Extrait
DES REVUES EN GÉNÉRAL

ET DE LA BIBLIOthèque univerSELLE EN PARTICULIER.

On trouverait difficilement, à l'époque où nous vivons, une seule personne ayant reçu une éducation libérale qui ne lise son journal tous les matins et sa revue tous les soirs. Est-ce un bien? est-ce un mal? Question oiseuse, à laquelle il suffit de répondre par ces trois mots : c'est une nécessité. - Toutefois cette réponse, suffisante pour le grand nombre, ne l'est peut-être aux yeux de ceux qui entreprennent un travail de ce genre. Il faut à ceux-ci quelque chose de plus pour encourager leurs efforts et ennóblir leur tâche; il leur faut la conscience, que si ce besoin, totalement inconnu il y a un siècle, est devenu tellement impérieux, c'est qu'il a pour origine des mobiles bien plus puissants que le mode ou la simple fantaisie d'esprits oisifs et cultivés, et pour résultat un accroissement de lumières et de nobles jouissances. Ce besoin, si généralement senti, est évidemment la conséquence naturelle du prodigieux mouvement d'idées et de faits qui s'entassent tous les jours depuis le commencement de ce siècle, dans une progression constamment croissante, en sorte que sous peine de demeurer un véritable Épiménide, il est indispensable de suivre plus ou moins ce mouvement, dont la puissance entraîne ceux mêmes qui affectent ou essaient d'y demeurer complétement étrangers. Quelques réflexions suffiront pour le faire sentir à nos lecteurs.

Extraits de données d'étiquetage de lieux:
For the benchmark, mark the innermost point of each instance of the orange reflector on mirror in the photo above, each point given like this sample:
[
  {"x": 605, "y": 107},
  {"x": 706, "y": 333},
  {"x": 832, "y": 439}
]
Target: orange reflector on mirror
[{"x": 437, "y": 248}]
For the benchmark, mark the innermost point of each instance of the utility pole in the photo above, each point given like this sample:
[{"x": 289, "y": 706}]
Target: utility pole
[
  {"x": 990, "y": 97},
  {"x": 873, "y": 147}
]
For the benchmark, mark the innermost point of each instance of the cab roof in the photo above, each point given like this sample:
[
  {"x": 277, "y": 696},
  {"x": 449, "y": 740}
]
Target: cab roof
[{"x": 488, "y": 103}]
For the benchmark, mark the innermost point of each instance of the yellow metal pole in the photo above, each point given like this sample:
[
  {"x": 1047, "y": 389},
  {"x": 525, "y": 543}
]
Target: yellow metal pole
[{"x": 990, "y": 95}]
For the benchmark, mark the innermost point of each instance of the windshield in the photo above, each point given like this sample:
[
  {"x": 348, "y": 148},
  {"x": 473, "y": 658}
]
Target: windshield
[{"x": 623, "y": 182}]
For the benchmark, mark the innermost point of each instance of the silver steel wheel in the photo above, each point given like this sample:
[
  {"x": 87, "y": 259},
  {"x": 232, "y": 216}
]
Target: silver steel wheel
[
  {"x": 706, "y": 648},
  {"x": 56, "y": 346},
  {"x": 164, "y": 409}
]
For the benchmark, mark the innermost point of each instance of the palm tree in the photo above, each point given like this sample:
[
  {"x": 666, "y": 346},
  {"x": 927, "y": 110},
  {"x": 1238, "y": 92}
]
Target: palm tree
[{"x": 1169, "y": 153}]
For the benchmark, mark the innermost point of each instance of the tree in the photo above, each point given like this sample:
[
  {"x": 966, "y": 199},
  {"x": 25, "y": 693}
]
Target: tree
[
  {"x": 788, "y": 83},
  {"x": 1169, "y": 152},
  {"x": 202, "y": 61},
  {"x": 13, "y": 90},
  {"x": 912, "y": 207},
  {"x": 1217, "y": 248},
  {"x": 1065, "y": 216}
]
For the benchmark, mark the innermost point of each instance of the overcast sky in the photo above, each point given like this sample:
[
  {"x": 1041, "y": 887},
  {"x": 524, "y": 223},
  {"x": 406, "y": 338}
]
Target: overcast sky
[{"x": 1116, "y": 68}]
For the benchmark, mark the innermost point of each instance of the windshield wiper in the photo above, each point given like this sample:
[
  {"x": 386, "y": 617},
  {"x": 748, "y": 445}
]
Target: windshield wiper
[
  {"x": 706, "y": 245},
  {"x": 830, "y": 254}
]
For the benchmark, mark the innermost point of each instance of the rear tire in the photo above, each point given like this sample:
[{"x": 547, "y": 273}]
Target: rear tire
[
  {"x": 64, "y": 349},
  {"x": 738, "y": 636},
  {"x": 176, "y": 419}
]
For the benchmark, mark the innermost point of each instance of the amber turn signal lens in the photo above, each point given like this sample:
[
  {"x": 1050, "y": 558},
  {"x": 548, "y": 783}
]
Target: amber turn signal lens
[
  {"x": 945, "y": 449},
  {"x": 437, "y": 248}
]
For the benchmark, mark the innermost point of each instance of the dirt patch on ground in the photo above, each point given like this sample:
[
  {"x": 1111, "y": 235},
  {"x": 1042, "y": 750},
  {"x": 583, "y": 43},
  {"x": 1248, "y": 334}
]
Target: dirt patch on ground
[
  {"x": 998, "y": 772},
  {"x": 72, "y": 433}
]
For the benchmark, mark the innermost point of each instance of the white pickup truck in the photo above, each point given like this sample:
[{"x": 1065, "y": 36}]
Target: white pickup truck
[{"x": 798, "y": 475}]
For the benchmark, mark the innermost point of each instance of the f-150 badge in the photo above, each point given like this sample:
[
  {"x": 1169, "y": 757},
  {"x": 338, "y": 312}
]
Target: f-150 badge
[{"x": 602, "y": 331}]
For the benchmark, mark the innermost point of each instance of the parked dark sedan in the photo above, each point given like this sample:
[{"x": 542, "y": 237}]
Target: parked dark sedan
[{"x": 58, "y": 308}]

Consigne
Recopiez en entier l'extrait sur les revues, sans y changer un seul mot.

Réponse attendue
DES REVUES EN GÉNÉRAL

ET DE LA BIBLIOthèque univerSELLE EN PARTICULIER.

On trouverait difficilement, à l'époque où nous vivons, une seule personne ayant reçu une éducation libérale qui ne lise son journal tous les matins et sa revue tous les soirs. Est-ce un bien? est-ce un mal? Question oiseuse, à laquelle il suffit de répondre par ces trois mots : c'est une nécessité. - Toutefois cette réponse, suffisante pour le grand nombre, ne l'est peut-être aux yeux de ceux qui entreprennent un travail de ce genre. Il faut à ceux-ci quelque chose de plus pour encourager leurs efforts et ennóblir leur tâche; il leur faut la conscience, que si ce besoin, totalement inconnu il y a un siècle, est devenu tellement impérieux, c'est qu'il a pour origine des mobiles bien plus puissants que le mode ou la simple fantaisie d'esprits oisifs et cultivés, et pour résultat un accroissement de lumières et de nobles jouissances. Ce besoin, si généralement senti, est évidemment la conséquence naturelle du prodigieux mouvement d'idées et de faits qui s'entassent tous les jours depuis le commencement de ce siècle, dans une progression constamment croissante, en sorte que sous peine de demeurer un véritable Épiménide, il est indispensable de suivre plus ou moins ce mouvement, dont la puissance entraîne ceux mêmes qui affectent ou essaient d'y demeurer complétement étrangers. Quelques réflexions suffiront pour le faire sentir à nos lecteurs.